### PASAJE DADO
#####
Porque a la esclavitud hay que reconocerle su franqueza. Con la esclavitud una persona es propiedad de otra que puede disponer de su vida del modo en que lo entienda. Esa “nueva esclavitud” del socialismo totalitario de que hablara Spencer en el libro que famosamente reseñara Martí, es más discreta en cuanto al poder del Estado sobre las personas. 
Ocurre con frecuencia, sobre todo en los que nacen bajo ese sistema, que la gente se sienta completamente libre… a condición de que sus intereses se correspondan punto por punto con la capacidad de movimiento que le ha asignado el Estado. Los sistemas totalitarios se basan en un discurso redentor de la especie humana (en el caso del comunismo) o de una comunidad específica (en el del fascismo) pero a la larga resultan tan degradantes para su condición humana como la esclavitud.
#####
### CONSIGNA
Enumera todas las doctrinas políticas que el pasaje dado nombra de forma explícita.

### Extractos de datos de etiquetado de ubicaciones
#####
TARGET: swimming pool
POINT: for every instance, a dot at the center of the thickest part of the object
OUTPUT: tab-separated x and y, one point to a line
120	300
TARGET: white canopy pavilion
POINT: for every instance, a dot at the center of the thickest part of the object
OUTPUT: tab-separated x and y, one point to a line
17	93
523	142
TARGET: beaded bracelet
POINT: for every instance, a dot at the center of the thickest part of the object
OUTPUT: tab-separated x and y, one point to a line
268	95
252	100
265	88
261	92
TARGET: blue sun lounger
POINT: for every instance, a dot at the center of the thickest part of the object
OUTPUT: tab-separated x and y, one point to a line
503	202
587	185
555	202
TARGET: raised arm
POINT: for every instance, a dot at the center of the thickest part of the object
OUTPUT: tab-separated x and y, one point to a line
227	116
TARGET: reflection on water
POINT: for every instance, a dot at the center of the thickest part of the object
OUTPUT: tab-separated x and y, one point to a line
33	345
#####
### SOLUCIÓN ESCRITA
- Socialismo totalitario
- Comunismo
- Fascismo